--- PAGE EXCERPT ---
- - -
= William Black (businessman) =

American businessman

William Black (c. 1902 – March 7, 1983) was an American businessman and philanthropist who founded Chock full o'Nuts. He was known as a considerate employer who provided benefits, such as medical insurance, pension plans and bonuses, for his predominantly African-American employees. He also donated millions of dollars to medical research.

==Early years==
Black was originally named William Schwarz, but changed his name to Black during the 1940s. There is some uncertainty about his year of birth and his country of origin. He claimed to have been born in Bushwick, Brooklyn, in 1904, but may have been older. According to members of his family, he was born in a village in Lithuania, then part of the Russian Empire, in the 1880s, emigrating with his family when he was four years old. He worked nights to pay for his education and, in 1926, graduated from Columbia University, New York, with a degree in engineering. He failed to find suitable employment, so with a start-up fund of $250, he began selling nuts to passers-by from a stand located on Broadway and Forty-Third Street. The venture was profitable, and within six years Black had expanded his business to 18 small stores called Chock Full o'Nuts.
- - -
--- TASK LIST ---
1 – In the William Black biography, where was the stand from which he first sold nuts?
2 – What benefits does the William Black biography list that he provided for his employees?
- - -
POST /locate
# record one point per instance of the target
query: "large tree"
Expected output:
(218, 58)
- - -
--- ANSWERS TO THE EXERCISES ---
1 – On Broadway and Forty-Third Street.

2 – Medical insurance, pension plans, and bonuses.